(Objective): How many of the lines below contain the word "grey"? Give only the number.

(Listing):
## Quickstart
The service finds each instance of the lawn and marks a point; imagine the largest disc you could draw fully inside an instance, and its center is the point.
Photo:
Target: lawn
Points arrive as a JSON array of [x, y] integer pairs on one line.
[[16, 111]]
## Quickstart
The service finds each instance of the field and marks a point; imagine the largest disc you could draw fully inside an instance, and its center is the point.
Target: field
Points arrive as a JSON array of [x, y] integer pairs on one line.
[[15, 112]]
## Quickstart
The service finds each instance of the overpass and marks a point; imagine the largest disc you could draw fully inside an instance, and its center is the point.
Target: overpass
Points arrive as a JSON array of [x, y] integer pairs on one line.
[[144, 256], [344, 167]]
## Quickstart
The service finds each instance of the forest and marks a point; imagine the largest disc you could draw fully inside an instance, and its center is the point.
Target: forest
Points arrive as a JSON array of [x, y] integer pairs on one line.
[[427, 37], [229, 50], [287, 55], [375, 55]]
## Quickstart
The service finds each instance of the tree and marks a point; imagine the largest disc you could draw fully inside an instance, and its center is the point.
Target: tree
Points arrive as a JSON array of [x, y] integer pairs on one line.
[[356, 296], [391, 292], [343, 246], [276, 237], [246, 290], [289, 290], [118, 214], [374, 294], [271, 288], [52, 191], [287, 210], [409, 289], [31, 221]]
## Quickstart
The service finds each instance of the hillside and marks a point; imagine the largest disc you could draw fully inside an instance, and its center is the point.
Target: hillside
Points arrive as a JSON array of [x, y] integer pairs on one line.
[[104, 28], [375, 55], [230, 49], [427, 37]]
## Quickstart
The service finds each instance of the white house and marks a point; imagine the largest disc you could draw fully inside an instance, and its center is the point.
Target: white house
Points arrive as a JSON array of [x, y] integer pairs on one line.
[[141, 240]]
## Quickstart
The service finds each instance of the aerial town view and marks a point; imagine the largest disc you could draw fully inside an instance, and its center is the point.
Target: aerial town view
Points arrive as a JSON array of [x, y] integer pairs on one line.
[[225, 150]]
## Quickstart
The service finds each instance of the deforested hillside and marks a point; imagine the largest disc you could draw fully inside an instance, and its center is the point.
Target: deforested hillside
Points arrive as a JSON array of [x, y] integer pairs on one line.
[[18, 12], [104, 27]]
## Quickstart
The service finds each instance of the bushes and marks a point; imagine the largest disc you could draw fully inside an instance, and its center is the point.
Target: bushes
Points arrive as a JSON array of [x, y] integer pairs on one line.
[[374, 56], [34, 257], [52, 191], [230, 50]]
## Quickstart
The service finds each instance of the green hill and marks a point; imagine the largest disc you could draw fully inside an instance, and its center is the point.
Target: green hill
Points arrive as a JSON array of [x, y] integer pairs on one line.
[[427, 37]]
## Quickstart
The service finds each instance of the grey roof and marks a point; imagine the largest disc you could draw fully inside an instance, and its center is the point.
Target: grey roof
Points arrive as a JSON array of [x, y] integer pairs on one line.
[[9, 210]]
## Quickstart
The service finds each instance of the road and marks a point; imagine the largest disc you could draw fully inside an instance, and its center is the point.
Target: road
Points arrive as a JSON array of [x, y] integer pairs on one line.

(Complete answer): 2